═══ MATERIAL FOR THE TASK ═══

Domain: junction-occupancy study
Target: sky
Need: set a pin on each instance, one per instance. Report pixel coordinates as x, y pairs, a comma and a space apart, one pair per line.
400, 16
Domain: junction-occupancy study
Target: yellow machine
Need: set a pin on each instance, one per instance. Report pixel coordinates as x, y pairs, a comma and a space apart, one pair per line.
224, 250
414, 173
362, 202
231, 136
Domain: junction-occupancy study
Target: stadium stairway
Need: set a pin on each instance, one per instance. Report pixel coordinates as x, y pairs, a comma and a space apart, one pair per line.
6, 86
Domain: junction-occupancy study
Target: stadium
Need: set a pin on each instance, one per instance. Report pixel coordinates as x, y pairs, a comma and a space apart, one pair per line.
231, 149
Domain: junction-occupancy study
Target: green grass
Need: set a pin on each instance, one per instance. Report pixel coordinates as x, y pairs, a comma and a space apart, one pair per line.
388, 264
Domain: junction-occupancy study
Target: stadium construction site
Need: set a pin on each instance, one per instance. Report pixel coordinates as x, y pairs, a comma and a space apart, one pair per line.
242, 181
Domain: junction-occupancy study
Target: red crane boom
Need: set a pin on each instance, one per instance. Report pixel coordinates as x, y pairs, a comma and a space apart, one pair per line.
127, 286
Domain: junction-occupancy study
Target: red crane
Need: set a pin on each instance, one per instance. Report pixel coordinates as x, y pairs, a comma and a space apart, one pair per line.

═══

> DIRECTIVE: Can you lay out every line of the material above as a numbered list, leaving out any blank lines?

> RESULT BELOW:
1. Domain: junction-occupancy study
2. Target: sky
3. Need: set a pin on each instance, one per instance. Report pixel coordinates as x, y pairs, a comma and a space apart, one pair per line.
4. 400, 16
5. Domain: junction-occupancy study
6. Target: yellow machine
7. Need: set a pin on each instance, one per instance. Report pixel coordinates as x, y pairs, a comma and a space apart, one pair per line.
8. 224, 250
9. 414, 173
10. 362, 202
11. 231, 136
12. Domain: junction-occupancy study
13. Target: stadium stairway
14. Need: set a pin on each instance, one per instance. Report pixel coordinates as x, y pairs, a comma and a space apart, one pair per line.
15. 6, 86
16. Domain: junction-occupancy study
17. Target: stadium
18. Need: set a pin on each instance, one per instance. Report pixel coordinates as x, y pairs, a comma and a space apart, one pair per line.
19. 231, 149
20. Domain: junction-occupancy study
21. Target: green grass
22. Need: set a pin on each instance, one per instance. Report pixel coordinates as x, y pairs, a comma and a space apart, one pair per line.
23. 388, 264
24. Domain: junction-occupancy study
25. Target: stadium construction site
26. Need: set a pin on each instance, one per instance. Report pixel coordinates as x, y pairs, a comma and a space apart, one pair per line.
27. 242, 181
28. Domain: junction-occupancy study
29. Target: red crane boom
30. Need: set a pin on each instance, one per instance. Report pixel coordinates as x, y pairs, a comma and a space apart, one pair per line.
31. 127, 286
32. Domain: junction-occupancy study
33. Target: red crane
34. Need: set a pin on each instance, one per instance. Report pixel coordinates as x, y pairs, a comma and a space apart, one pair per line.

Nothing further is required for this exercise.